• **PROVIDED DATA**:
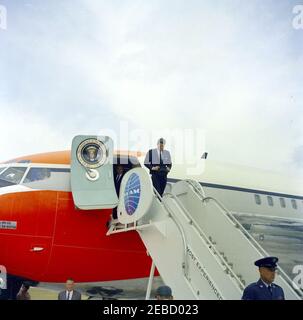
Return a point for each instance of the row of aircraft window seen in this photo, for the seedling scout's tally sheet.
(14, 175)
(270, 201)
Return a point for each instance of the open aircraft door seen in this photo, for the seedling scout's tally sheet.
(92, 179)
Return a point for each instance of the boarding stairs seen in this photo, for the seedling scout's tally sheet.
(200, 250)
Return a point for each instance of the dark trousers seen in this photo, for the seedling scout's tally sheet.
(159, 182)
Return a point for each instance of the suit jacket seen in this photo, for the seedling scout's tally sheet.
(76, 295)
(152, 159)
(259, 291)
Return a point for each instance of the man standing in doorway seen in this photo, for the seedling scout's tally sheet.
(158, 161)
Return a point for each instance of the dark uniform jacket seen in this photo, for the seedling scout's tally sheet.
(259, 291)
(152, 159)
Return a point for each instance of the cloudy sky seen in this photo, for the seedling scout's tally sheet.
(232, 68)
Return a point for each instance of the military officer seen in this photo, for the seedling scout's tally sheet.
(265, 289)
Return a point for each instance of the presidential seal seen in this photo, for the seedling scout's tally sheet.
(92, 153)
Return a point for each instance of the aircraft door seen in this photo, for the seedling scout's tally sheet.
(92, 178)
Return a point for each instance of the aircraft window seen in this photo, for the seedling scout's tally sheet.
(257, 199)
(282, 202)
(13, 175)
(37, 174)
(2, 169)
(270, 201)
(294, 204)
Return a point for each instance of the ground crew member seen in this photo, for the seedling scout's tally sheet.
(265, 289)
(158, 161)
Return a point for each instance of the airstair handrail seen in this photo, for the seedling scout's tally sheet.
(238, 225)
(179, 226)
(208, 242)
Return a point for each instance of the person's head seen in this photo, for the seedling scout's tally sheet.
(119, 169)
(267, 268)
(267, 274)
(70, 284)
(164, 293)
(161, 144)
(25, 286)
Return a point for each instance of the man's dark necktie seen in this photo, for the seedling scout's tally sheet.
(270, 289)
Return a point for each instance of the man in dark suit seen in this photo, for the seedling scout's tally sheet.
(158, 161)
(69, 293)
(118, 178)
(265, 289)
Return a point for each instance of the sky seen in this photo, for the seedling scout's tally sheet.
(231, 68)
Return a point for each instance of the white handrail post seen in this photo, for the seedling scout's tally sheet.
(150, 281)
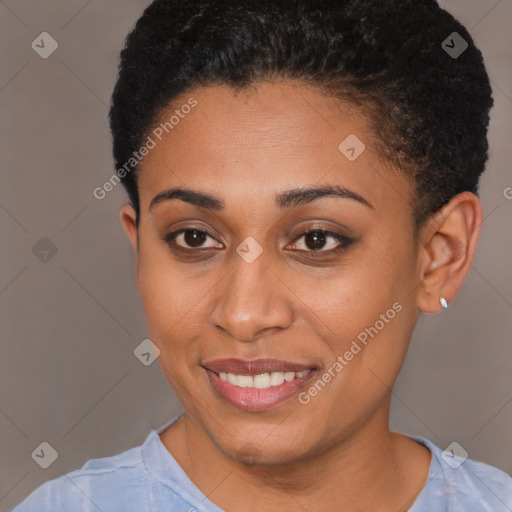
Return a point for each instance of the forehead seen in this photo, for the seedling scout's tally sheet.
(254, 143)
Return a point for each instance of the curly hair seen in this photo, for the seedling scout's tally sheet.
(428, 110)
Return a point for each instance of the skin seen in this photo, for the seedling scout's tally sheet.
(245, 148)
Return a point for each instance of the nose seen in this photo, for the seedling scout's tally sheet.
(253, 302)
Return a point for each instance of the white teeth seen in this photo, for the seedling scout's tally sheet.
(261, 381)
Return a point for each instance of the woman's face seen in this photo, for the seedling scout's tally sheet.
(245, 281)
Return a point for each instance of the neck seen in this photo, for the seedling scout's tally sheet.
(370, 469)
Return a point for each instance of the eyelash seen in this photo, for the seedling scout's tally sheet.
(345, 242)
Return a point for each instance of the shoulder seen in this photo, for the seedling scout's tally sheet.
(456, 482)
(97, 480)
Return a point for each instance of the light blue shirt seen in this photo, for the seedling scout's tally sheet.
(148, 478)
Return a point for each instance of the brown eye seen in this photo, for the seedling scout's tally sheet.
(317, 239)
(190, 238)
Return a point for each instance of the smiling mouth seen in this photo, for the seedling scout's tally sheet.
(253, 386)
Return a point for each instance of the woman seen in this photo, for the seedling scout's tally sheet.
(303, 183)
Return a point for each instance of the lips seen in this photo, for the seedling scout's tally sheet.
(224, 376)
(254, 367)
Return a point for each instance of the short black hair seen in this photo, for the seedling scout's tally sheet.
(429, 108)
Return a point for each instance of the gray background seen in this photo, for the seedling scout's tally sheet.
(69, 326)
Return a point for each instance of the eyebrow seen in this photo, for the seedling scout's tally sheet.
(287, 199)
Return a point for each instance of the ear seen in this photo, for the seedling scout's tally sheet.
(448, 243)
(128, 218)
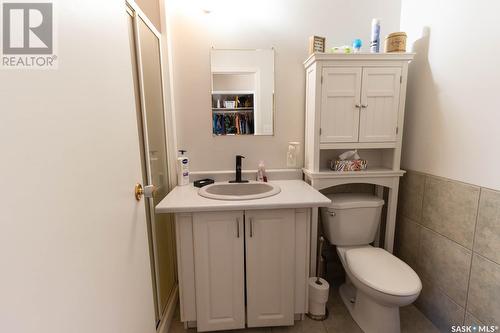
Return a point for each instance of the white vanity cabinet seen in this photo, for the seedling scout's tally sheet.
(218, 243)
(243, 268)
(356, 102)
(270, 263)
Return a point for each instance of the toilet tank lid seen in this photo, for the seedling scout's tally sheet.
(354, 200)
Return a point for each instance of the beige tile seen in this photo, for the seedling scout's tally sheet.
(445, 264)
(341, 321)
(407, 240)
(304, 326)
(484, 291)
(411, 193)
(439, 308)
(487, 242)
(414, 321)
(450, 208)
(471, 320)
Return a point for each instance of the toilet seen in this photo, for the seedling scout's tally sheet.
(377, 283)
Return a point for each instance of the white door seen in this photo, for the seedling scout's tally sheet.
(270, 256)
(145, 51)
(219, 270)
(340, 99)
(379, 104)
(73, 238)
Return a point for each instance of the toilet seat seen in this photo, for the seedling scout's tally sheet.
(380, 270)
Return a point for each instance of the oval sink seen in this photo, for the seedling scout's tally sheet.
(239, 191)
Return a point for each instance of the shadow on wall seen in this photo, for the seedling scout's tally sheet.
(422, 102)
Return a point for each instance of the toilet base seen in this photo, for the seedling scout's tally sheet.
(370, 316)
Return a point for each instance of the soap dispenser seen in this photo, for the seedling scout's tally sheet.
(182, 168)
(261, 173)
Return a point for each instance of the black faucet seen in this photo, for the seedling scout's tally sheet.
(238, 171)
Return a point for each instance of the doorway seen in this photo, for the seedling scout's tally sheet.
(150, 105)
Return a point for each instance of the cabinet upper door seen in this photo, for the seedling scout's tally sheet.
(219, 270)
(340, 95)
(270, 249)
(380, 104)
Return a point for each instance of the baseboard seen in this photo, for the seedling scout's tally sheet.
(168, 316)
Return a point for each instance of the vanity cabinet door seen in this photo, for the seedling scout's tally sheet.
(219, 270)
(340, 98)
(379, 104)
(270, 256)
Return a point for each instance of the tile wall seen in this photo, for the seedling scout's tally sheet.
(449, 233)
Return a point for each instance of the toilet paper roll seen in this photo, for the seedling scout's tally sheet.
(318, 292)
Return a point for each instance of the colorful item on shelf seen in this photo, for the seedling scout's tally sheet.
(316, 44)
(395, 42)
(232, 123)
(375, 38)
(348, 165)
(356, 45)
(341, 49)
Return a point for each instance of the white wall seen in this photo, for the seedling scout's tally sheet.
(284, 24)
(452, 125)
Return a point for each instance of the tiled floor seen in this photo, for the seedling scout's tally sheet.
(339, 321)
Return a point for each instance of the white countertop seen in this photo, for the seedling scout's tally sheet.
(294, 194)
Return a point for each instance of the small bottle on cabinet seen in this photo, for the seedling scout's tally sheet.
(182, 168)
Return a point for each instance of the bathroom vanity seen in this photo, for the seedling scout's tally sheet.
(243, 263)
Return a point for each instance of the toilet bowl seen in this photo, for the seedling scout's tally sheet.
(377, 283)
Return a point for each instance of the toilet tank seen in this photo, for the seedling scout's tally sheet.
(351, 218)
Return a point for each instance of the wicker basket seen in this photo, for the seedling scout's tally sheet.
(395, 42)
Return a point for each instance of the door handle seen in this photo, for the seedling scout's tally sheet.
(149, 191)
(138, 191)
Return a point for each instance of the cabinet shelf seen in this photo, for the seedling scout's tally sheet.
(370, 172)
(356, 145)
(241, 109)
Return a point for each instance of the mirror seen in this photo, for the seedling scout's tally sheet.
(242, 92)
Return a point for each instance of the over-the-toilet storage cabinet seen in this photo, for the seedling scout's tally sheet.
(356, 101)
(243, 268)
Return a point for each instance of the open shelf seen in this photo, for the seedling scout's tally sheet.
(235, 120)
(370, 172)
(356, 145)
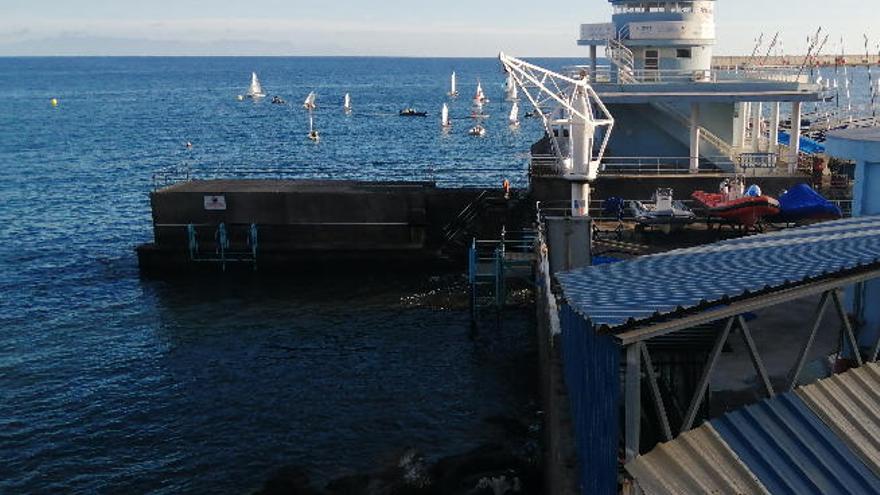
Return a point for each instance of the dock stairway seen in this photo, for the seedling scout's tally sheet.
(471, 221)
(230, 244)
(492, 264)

• **PROBLEM DETAILS**: Reproduce the material above verbatim; omit every picture.

• **SOLUTION FOR THIS TASK**:
Return a point for each instance of the row of aircraft window seen in this photo, for the seedling scout's tally sheet.
(14, 175)
(270, 201)
Return a point for each instance of the open aircraft door seen in this photo, for the seedling scout's tally sheet.
(92, 179)
Return a point for each instance of the boarding stairs seen in this photo, for the seedling scout's tally sheet.
(200, 250)
Return a point for each instance of the dark trousers seen in this photo, for the seedling scout's tally sheet.
(159, 182)
Return a point for each instance of the suit jacket seen in this photo, for the seedling scout's tally sheet.
(76, 295)
(152, 159)
(259, 291)
Return a point for each instance of the man standing in doorway seen in this photo, for the seedling scout's tally sheet.
(158, 161)
Return a point for each instance of the dark uniform jacket seen in this photo, for the seedling scout's tally sheet.
(259, 291)
(152, 159)
Return a point for each instance of the cloudy sky seen in this photo, for the seedling scout's tally sheet.
(232, 68)
Return a point for each instance of the military officer seen in this photo, for the seedling scout's tally sheet.
(265, 289)
Return a point for each instance of the presidential seal seen in this photo, for the seedling scout's tally sheet.
(92, 153)
Return a point for each instance of the aircraft door seen in this photo, for the seedling scout's tally sheet.
(92, 178)
Return a point for each instance of the aircraft window seen in this photo, for the seedling scout's tally sheet.
(257, 199)
(282, 202)
(13, 175)
(37, 174)
(2, 169)
(270, 201)
(294, 204)
Return a point for each instance of the ground crew member seen in this photo, for the seedling scout's tally sheet.
(265, 289)
(158, 161)
Return a point for each instance of the airstair handrail seen in this photo, for the seedling scout's tally sheet.
(238, 225)
(179, 226)
(208, 242)
Return a point for each instance of the person's head seen in this photo, for the seedling scout's tally sheet.
(119, 169)
(267, 268)
(267, 274)
(70, 284)
(164, 293)
(161, 144)
(25, 286)
Return a point for each instance of the man's dark necktie seen in this photo, for the seedling scout's tally sheet.
(270, 289)
Return a point for each instance of the man in dark suit seen in this photo, for the seedling scout's tally sheet.
(158, 161)
(69, 293)
(118, 178)
(265, 289)
Return a point for each instance of the sky seen in this photo, for the seedling scout's tally sheet.
(231, 68)
Return a point for each instance of the white handrail post seen in this photo, for the seedling scout's tally sheet.
(150, 281)
Return a point for each instance of the forehead seen in this photo, for the seedling scout's tally sheet.
(254, 143)
Return a point for each instance of the curly hair seen in this photo, for the seedling scout's tally sheet.
(428, 110)
Return a point for each instance of the skin seen in this photo, for the seedling scout's tally sheet.
(245, 148)
Return a point for each instance of the nose seen in this photo, for the seedling scout's tally sheet.
(253, 302)
Return a point for each instance of the white teeth seen in this photo, for the seedling scout's tally sheet.
(261, 381)
Return a point for each instance of the woman's face seen in this photo, for the seedling scout's tally sheet.
(245, 281)
Return a point for each instance of the neck seen in this photo, for the seedling scout's tally sheet.
(370, 469)
Return a point for each instance of the eyelash seen in this photo, for the seedling scout's tally sheet.
(345, 242)
Return a point for each instance of the shoulder seen in this photo, for the seedling scout's tally sheet.
(456, 482)
(97, 480)
Return a point for each instance of the light blue shirt seen in this photo, for the seedling scout's tally sheet.
(148, 478)
Return a point for each instance of the brown eye seen in this photo, for the seedling scout's tally sheet.
(317, 239)
(190, 238)
Return a point for each instance of the smiling mouth seen in this photo, for the seedling scout's tally sheet.
(253, 386)
Return a point for each instance of the woman seen in this photo, for the seedling scout's tally sheet.
(303, 183)
Return a point for each instance of the lips seen in this photo, for the seedling scout's tally sheet.
(224, 376)
(254, 367)
Return a point for each instance of the short black hair seen in this photo, for the seedling scout's tally sheet.
(429, 108)
Return a point for each instance of the gray background seen in this photo, for the seedling scout's tally sheet.
(69, 326)
Return a point for each instance of the eyebrow seen in this photo, for the seedling scout's tally sheet.
(287, 199)
Return a point for each instance of the ear seen in this photo, for the seedling scout's tally sheet.
(448, 243)
(128, 218)
Return a point for each instance of the white vanity cabinet seen in this photo, for the seedling scout's tally sheet.
(218, 243)
(243, 268)
(356, 102)
(270, 263)
Return a point for each instance of the toilet tank lid seen in this photo, for the seedling scout's tally sheet.
(354, 200)
Return a point for each instance of the beige tile seen in this photo, for the seedling scout's tally sheet.
(445, 264)
(341, 321)
(407, 240)
(304, 326)
(484, 291)
(411, 193)
(439, 308)
(487, 242)
(414, 321)
(450, 208)
(471, 320)
Return a point for each instance of the toilet seen in this photo, for the seedling scout's tally sheet.
(377, 283)
Return a point for each instance of the white door seen in this photo, for the seedling scout's tally sheet.
(270, 256)
(145, 51)
(219, 270)
(340, 99)
(379, 104)
(73, 238)
Return a point for each instance of the toilet seat seen in this photo, for the seedling scout's tally sheet.
(380, 270)
Return a point for each instance of the oval sink seen in this photo, for the seedling scout's tally sheet.
(239, 191)
Return a point for each instance of the shadow on wall seen in this photo, for the seedling scout's tally sheet.
(422, 102)
Return a point for each instance of the toilet base seen in this photo, for the seedling scout's tally sheet.
(370, 316)
Return a point for each instance of the soap dispenser seen in this photo, for the seedling scout's tally sheet.
(182, 168)
(261, 173)
Return a point for each instance of the black faucet seen in this photo, for the seedling scout's tally sheet.
(238, 171)
Return a point for each instance of the doorway seen in this photo, for the seedling scout's tally sheet.
(150, 105)
Return a point for each instance of the cabinet upper door seen in this photo, for the seedling scout's tally sheet.
(219, 270)
(340, 95)
(270, 249)
(380, 104)
Return a point for each instance of the baseboard seen in this photo, for the seedling scout's tally sheet.
(168, 316)
Return a point for each instance of the vanity cabinet door seen in this photo, for the seedling scout's tally sheet.
(219, 270)
(340, 98)
(379, 104)
(270, 256)
Return a point for each instance of the tile wall seen in this photo, for the seedling scout's tally sheet.
(449, 233)
Return a point for each instance of the toilet paper roll seen in this photo, for the seedling scout's tally sheet.
(318, 292)
Return a point for each instance of the colorful item on shelf seen in this photo, for the seedling scout's tally sheet.
(316, 44)
(395, 42)
(232, 123)
(375, 38)
(348, 165)
(356, 45)
(341, 49)
Return a point for each instance of the white wall seen in this photo, for the seedling scout's tally sheet.
(284, 24)
(452, 125)
Return a point for each instance of the tiled floor seen in this photo, for the seedling scout's tally sheet.
(339, 321)
Return a point for each instance of the white countertop seen in this photo, for the seedling scout's tally sheet.
(294, 194)
Return a point for each instance of the small bottle on cabinet seen in this photo, for the seedling scout's tally sheet.
(182, 168)
Return a point for each instance of the bathroom vanity seen in this photo, for the seedling scout's tally sheet.
(243, 263)
Return a point for each instance of the toilet bowl seen in this photo, for the seedling scout's tally sheet.
(377, 283)
Return a point for each instance of the toilet tank seen in this photo, for the seedling scout's tally sheet.
(351, 218)
Return a point for each instance of the wicker basket seen in this photo, for the seedling scout's tally sheet.
(395, 42)
Return a point for each instance of the door handle seen in this photo, for the seedling scout's tally sheet.
(149, 191)
(138, 191)
Return a point for each instance of the cabinet shelf seen in this photo, for the seedling scout's tally sheet.
(370, 172)
(356, 145)
(241, 109)
Return a point for each instance of the mirror seen in this photo, for the seedling scout's tally sheet.
(242, 92)
Return a point for each instance of the over-the-toilet storage cabinet seen in this photo, for the seedling scout's tally sheet.
(356, 101)
(243, 268)
Return a point for each instance of the open shelf seen in this photo, for the seedling scout's tally sheet.
(235, 120)
(370, 172)
(356, 145)
Return a point for each instance of the dock stairway seen in this photo, for the seedling scout's tally sheet.
(471, 221)
(230, 244)
(492, 264)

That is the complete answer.